**EXERCISE BRIEF**
Gather every line below that contains the word "silver" and copy each one out.

--- begin MATERIAL ---

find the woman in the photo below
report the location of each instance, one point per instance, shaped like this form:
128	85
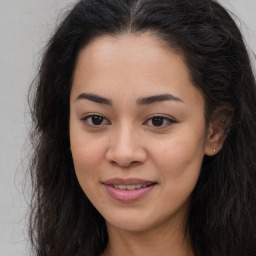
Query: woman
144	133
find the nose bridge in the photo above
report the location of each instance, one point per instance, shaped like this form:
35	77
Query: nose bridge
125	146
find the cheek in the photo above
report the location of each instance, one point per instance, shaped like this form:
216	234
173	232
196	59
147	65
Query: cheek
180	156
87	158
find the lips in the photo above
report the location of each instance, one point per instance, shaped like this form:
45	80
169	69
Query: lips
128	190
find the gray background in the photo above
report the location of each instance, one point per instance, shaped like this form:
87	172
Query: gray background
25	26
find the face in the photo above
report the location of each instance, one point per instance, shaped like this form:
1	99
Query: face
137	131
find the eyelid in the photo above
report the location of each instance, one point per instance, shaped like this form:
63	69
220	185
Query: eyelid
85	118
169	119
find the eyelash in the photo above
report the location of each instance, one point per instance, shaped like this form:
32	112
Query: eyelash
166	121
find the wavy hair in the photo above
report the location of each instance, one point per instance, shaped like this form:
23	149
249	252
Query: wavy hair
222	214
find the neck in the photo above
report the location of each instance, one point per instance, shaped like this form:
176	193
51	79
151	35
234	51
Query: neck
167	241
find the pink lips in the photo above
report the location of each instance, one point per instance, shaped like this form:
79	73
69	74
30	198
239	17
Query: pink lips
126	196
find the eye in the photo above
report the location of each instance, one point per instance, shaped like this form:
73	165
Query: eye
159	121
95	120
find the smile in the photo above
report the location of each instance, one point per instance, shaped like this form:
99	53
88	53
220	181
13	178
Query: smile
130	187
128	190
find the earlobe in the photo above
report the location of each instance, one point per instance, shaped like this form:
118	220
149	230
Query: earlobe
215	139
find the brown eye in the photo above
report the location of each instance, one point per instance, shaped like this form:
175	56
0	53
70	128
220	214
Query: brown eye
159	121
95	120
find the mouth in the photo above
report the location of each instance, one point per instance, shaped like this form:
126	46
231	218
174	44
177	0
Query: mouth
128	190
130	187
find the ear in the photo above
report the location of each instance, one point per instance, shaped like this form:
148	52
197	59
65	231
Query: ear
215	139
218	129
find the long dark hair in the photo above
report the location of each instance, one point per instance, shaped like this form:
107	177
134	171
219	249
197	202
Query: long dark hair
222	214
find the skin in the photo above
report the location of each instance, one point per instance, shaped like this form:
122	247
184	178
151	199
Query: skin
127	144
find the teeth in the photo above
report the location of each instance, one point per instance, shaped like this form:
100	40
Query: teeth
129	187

--- end MATERIAL ---
--- begin MATERIAL ---

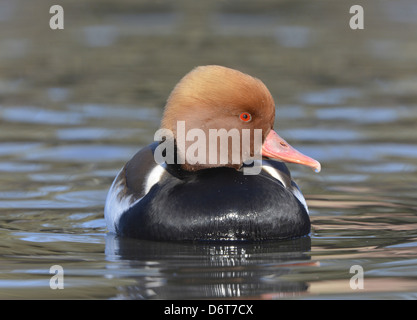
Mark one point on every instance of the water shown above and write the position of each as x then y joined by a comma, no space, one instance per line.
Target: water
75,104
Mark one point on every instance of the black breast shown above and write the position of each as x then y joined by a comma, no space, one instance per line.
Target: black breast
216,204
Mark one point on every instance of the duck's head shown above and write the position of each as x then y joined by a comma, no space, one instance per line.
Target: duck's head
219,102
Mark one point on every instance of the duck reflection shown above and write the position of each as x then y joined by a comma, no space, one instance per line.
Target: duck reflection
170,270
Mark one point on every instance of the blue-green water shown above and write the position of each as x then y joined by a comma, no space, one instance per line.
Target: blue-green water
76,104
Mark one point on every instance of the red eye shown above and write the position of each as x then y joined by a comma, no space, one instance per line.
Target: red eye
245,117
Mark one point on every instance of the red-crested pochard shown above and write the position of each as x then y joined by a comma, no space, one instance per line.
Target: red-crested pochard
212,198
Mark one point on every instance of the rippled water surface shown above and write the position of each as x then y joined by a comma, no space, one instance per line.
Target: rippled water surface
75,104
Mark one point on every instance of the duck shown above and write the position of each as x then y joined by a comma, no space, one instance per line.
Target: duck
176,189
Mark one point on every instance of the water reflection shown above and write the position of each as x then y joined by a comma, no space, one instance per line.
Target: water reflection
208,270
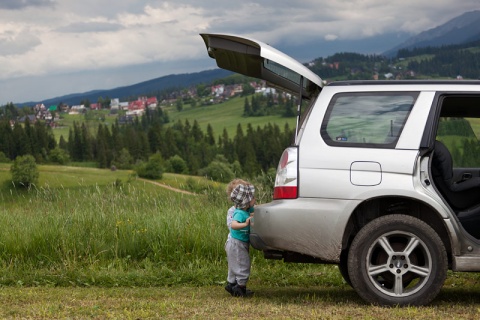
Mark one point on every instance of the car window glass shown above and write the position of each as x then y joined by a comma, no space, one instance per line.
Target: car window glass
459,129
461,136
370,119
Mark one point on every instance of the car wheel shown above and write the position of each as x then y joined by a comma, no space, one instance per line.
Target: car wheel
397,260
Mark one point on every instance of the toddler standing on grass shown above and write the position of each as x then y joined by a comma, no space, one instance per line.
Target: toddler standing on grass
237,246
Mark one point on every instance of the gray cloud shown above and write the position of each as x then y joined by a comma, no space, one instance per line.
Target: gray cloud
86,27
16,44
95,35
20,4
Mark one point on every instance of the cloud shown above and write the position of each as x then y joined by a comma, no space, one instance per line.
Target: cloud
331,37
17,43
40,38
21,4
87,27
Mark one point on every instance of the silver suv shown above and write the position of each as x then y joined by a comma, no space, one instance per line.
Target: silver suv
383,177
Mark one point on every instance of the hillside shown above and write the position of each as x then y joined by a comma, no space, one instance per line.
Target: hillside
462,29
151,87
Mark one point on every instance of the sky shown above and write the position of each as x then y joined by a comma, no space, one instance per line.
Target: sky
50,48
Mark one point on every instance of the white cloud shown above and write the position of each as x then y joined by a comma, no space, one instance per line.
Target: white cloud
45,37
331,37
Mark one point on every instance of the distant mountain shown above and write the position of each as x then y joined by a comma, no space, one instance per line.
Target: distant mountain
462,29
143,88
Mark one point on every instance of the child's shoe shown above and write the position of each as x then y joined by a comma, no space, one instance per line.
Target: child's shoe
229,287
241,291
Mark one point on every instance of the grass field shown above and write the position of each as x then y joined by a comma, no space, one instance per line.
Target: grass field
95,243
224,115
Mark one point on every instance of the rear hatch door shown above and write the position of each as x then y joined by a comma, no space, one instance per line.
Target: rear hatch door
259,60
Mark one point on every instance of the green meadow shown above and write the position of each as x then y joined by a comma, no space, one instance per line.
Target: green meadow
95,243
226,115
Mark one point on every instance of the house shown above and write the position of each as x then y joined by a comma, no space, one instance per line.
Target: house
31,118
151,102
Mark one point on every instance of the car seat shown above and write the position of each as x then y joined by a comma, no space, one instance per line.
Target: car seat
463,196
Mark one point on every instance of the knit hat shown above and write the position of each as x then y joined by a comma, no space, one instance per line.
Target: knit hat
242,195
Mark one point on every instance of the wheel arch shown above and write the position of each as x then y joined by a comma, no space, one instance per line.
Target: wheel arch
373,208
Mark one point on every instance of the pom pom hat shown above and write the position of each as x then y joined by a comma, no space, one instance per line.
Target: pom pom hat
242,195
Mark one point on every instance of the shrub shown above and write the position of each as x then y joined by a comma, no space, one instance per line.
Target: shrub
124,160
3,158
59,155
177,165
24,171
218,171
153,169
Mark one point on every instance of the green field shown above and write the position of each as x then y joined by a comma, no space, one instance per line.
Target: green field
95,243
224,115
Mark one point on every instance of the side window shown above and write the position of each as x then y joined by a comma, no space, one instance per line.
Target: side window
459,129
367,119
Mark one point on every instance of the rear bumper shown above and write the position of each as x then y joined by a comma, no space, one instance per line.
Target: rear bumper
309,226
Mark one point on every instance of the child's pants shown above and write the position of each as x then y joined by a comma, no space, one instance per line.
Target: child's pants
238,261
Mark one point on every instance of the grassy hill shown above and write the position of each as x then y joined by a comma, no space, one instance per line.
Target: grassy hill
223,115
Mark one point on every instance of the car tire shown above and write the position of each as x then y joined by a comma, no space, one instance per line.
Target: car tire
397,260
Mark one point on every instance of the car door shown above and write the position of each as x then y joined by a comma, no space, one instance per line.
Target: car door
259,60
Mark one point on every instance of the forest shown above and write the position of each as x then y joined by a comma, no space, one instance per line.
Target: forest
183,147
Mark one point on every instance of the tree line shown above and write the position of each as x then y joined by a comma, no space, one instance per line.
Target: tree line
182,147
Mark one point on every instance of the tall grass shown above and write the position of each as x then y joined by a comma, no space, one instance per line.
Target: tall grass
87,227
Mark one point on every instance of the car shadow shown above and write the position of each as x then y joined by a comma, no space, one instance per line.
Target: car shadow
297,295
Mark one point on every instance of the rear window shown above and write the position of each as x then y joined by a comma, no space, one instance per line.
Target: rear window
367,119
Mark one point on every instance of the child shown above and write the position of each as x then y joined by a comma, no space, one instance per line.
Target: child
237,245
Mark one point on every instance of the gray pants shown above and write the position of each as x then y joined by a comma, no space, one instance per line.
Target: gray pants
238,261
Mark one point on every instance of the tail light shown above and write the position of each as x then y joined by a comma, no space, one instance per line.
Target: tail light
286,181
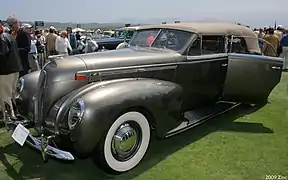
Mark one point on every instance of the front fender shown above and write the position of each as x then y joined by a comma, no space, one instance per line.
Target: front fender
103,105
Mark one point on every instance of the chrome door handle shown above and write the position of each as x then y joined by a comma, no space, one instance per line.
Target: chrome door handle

--- end MATERIAL ---
--- begin MATERIAL ---

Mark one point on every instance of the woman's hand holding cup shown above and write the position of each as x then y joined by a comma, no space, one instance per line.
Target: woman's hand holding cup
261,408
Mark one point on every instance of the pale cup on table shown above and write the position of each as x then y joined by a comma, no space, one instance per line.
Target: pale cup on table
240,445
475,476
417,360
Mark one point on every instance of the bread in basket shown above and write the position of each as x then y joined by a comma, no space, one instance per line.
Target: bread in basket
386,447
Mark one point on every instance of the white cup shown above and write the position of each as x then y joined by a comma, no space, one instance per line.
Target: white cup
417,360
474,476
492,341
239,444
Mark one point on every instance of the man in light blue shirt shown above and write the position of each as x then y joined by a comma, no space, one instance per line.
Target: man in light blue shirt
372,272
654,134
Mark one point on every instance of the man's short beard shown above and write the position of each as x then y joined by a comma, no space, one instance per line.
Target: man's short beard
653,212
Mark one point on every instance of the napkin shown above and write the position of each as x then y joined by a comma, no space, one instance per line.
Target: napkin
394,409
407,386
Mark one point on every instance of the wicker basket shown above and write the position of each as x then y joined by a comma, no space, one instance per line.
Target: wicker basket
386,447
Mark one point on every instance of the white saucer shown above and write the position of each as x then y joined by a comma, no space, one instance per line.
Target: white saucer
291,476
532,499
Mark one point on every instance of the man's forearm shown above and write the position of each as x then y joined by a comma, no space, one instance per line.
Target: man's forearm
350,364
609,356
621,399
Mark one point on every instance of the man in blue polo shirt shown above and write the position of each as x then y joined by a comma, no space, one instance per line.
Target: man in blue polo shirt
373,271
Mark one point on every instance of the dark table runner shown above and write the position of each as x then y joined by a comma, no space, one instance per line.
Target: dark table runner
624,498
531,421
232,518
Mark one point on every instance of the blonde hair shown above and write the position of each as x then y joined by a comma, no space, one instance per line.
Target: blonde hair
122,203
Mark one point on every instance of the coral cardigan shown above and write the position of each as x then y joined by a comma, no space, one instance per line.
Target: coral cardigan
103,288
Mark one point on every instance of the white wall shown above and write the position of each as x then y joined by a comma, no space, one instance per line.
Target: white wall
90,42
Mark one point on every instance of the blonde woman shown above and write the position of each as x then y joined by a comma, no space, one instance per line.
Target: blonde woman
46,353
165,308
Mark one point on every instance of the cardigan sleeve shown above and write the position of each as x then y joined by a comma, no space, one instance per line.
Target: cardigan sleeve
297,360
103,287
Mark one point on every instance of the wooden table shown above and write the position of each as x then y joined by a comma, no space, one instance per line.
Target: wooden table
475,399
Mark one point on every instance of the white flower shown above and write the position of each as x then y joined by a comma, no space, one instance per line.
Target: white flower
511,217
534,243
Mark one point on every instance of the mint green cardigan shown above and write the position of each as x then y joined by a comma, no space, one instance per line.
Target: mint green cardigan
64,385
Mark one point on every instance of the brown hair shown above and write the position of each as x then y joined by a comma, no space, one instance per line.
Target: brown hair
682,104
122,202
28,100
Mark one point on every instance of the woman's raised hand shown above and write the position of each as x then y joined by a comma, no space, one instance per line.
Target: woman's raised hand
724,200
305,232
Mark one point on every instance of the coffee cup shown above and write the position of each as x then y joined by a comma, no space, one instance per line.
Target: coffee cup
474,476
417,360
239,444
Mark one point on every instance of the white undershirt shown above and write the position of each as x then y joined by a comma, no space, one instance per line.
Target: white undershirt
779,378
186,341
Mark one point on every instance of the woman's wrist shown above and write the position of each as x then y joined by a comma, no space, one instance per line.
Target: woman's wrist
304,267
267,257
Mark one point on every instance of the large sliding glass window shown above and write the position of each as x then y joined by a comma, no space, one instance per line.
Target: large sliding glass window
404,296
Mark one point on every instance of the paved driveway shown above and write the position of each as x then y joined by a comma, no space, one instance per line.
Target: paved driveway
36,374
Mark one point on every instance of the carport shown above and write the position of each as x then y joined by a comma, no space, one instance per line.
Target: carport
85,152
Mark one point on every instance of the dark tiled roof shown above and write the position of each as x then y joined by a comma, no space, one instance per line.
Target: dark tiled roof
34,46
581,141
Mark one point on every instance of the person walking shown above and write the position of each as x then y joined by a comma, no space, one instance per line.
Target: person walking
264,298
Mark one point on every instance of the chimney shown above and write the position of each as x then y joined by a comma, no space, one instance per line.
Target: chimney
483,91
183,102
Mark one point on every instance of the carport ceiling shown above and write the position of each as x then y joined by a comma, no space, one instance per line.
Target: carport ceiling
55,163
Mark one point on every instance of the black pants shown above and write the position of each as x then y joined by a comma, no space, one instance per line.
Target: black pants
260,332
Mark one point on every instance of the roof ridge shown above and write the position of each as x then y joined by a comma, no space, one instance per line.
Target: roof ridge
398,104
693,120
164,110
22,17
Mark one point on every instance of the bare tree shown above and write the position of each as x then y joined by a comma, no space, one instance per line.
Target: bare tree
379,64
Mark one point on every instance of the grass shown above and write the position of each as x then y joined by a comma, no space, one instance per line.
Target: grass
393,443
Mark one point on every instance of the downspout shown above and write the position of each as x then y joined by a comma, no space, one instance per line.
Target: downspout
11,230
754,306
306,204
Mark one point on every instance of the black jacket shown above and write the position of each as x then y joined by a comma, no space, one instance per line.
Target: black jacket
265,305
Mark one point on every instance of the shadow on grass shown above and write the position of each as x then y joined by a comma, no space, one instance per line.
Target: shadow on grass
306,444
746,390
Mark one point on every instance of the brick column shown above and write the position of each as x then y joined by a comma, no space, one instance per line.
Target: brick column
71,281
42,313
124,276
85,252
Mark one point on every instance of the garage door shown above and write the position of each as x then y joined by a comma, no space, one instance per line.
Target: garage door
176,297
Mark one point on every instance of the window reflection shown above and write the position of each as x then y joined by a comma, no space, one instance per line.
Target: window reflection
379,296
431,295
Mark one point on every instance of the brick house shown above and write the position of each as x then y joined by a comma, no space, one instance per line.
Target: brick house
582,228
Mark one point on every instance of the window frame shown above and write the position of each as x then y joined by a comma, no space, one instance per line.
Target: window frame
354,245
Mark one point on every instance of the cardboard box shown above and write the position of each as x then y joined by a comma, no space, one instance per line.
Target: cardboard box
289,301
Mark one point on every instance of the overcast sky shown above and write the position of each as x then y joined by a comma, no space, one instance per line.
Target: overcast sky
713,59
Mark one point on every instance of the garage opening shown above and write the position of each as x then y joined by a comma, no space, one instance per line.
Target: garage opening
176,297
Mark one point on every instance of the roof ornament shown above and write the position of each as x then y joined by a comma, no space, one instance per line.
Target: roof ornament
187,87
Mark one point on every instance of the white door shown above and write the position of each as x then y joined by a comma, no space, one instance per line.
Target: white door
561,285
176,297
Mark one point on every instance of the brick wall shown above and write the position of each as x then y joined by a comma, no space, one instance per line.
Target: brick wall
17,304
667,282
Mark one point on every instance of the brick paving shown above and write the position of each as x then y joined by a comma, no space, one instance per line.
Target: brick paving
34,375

--- end MATERIAL ---

**REPLY TO THE TASK**
Mark one point on every instance of the silver suv shown above and write the position of each as x then y joined by a comma, no space, one instance per line.
Target: silver suv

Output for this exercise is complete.